_EXTRAIT DU DOCUMENT:_
La solution épicurienne consiste en un déplacement : il ne s’agit pas d’agir sur les choses mais sur leur perception, et, par là, sur la manière dont elles nous affectent. Puisqu’il est vain de bâtir un rempart contre l’intrusion du danger extérieur, le salut résidera en un retour intérieur sur la façon dont nous même nous y disposons, et nous y exposons8.

9Enfin les trois dernières occurrences de l’image nautique dans ce cinquième chant confirment que l’accès aux templa serena implique une « ascèse des désirs9 ». La première intervient au terme du tableau d’une humanité primitive, vivant de cueillette et de chasse, ne connaissant ni lois ni médecine. Pourtant, si rude que fût alors la lutte pour la survie, l’humanité échappait du moins aux deux tourments évoqués dans le Suaue mari magno, la guerre et le naufrage :

At non multa uirum sub signis milia ducta
una dies dabat exitio, nec turbida ponti
aequora lidebant nauis ad saxa uirosque ;
sed temere incassum frustra mare saepe coortum
saeuibat, leuiterque minas ponebat inanis,
nec poterat quemquam placidi pellacia ponti
subdola pellicere in fraudem ridentibus undis.

Mais on ne voyait pas les humains, enrôlés par milliers,
en un jour livrés au trépas, ni les flots tourmentés
briser sur les écueils les navires et leurs équipages.
En vain s’enflait, en vain se déchaînait la mer
et délaissait étourdiment ses menaces vides ;
les traîtres enchantements de l’océan placide
ne prenaient jamais l’homme au piège d’une onde rieuse. (V, v. 1226-1332)

_DONNÉES FOURNIES:_
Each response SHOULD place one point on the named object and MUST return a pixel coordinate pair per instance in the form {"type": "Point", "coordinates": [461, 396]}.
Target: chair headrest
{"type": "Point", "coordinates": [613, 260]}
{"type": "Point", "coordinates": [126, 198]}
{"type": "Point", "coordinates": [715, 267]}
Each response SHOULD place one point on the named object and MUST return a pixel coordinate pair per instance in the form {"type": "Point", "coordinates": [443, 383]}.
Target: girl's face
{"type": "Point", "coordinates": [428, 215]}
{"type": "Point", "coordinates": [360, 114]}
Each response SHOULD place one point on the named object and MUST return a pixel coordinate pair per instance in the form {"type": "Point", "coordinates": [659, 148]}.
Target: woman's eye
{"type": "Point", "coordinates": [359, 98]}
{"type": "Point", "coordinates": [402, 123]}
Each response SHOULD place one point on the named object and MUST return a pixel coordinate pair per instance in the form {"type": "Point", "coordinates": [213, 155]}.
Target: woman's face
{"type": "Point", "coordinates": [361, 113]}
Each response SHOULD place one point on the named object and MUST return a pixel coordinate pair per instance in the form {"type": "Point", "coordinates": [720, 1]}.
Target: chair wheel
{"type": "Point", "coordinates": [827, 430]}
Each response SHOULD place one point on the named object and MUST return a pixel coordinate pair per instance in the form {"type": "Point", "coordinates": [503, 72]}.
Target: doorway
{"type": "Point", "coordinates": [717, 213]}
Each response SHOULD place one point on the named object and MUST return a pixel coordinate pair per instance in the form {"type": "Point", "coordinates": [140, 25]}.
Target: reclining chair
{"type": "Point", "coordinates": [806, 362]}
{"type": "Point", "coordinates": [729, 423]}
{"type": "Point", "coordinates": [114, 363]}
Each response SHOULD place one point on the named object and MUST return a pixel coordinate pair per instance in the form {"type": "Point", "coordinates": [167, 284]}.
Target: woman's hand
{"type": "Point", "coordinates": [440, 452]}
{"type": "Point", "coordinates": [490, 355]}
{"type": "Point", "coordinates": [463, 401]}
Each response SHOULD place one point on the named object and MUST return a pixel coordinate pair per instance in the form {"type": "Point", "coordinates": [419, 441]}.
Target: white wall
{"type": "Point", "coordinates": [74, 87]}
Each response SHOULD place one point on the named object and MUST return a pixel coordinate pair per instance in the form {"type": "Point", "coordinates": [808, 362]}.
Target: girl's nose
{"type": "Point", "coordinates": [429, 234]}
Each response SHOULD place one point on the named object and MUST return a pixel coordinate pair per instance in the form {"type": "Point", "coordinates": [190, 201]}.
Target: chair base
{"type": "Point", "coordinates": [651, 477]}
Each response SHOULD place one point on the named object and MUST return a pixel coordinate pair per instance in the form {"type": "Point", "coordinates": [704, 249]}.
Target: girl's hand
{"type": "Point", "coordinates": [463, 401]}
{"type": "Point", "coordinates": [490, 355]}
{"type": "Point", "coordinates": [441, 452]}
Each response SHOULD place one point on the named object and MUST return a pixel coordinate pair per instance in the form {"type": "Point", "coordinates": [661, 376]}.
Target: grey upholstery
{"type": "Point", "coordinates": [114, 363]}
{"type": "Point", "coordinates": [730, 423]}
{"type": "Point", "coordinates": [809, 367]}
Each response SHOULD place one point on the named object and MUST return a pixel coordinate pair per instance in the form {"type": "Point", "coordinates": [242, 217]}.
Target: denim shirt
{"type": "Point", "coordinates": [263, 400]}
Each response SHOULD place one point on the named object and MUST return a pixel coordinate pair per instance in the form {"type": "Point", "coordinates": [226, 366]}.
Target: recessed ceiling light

_CONSIGNE:_
Poursuivez l'extrait sur l'image nautique dans la pensée épicurienne à partir de la dernière ligne citée.

_RÉPONSE ATTENDUE:_
10Ce passage confirme que guerre et naufrage sont indissolublement liés dans l’imaginaire lucrétien, peut-être en tant que double visage de l’épopée homérique. En résulte une figure duelle dont la fonction heuristique10 se révèle dans les occurrences suivantes. En effet, l’image revient ensuite, alors que l’humanité a découvert l’usage du feu, s’est sédentarisée et que la notion de richesse est apparue. S’interrogeant sur l’origine des religions et des superstitions, Lucrèce abandonne un instant son approche historique pour dresser un tableau au présent de la tendance humaine à se tourner vers les dieux lorsqu’elle est confrontée au déchaînement des forces naturelles. Le motif de la guerre et celui du naufrage, qui jusque-là se succédaient, se confondent désormais en une unique image, celle du naufrage d’une escadre militaire :

Summa etiam cum uis uiolenti per mare uenti
induperatorem classis super aequora uerrit
cum ualidis pariter legionibus atque elephantis,
non diuom pacem uotis adit ac prece quaesit
uentorum pauidus paces animasque secundas ?
Nequiquam, quoniam uiolento turbine saepe
correptus nihilo fertur minus ad uada leti.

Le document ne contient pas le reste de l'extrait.